* _EXERCISE PROMPT_:
Print the records word for word, from the first line through the line with "Draw the outline", and leave the pictures out.

:: INPUT MATERIAL ::

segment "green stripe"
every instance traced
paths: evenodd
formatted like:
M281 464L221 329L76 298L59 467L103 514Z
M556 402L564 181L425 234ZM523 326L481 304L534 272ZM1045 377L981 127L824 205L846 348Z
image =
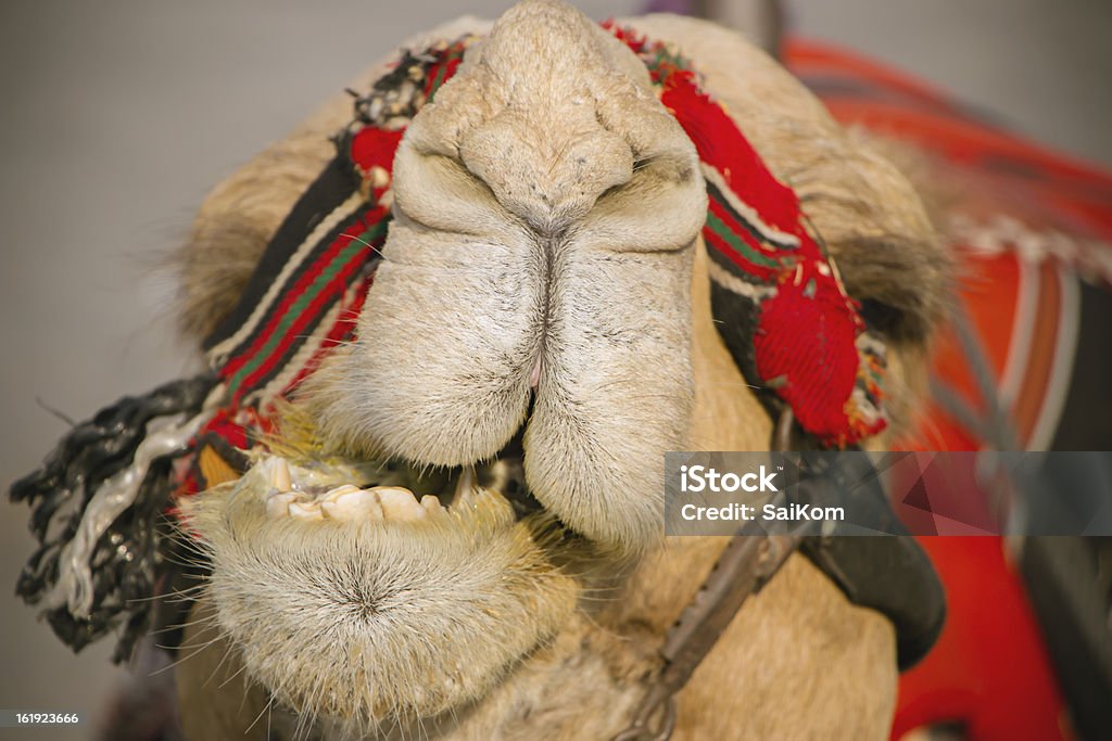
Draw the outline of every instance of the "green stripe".
M376 224L376 227L377 226L378 224ZM353 239L351 242L336 256L336 259L320 271L320 274L317 276L316 280L314 280L309 288L306 289L305 293L299 296L298 299L289 306L289 309L287 309L286 313L278 322L278 326L270 334L270 339L267 340L267 343L259 348L259 351L255 353L255 357L240 368L239 372L236 373L231 381L228 382L228 388L232 393L239 389L239 385L245 379L249 378L251 373L254 373L255 370L258 369L259 366L261 366L274 353L278 344L280 344L286 338L286 333L289 331L290 324L292 324L298 316L306 310L312 299L320 293L328 286L328 283L331 282L331 280L336 277L336 273L339 272L340 268L347 264L351 258L357 256L360 251L367 249L367 246L363 240L374 243L371 237L374 231L374 229L368 230L363 234L359 234L358 240Z
M436 77L433 78L433 84L428 89L428 100L425 101L426 106L433 102L433 98L436 96L436 91L440 89L441 84L444 84L444 76L448 73L448 62L450 62L453 59L456 59L459 56L460 56L459 52L450 53L446 56L444 60L440 62L439 69L436 70Z
M706 226L709 227L715 234L721 237L727 244L734 248L734 251L739 256L748 260L755 266L764 266L765 268L776 268L781 269L784 264L774 258L770 258L766 254L762 254L749 247L745 240L738 237L734 230L727 227L722 220L712 211L706 212Z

:::

* _EXERCISE OUTPUT_:
segment "green stripe"
every instance traced
paths: evenodd
formatted like:
M281 464L221 329L76 298L59 467L103 514Z
M556 402L564 181L425 234ZM523 326L481 304L534 272ZM1045 377L981 127L824 205L846 348Z
image =
Draw the outline of every instance of the "green stripe".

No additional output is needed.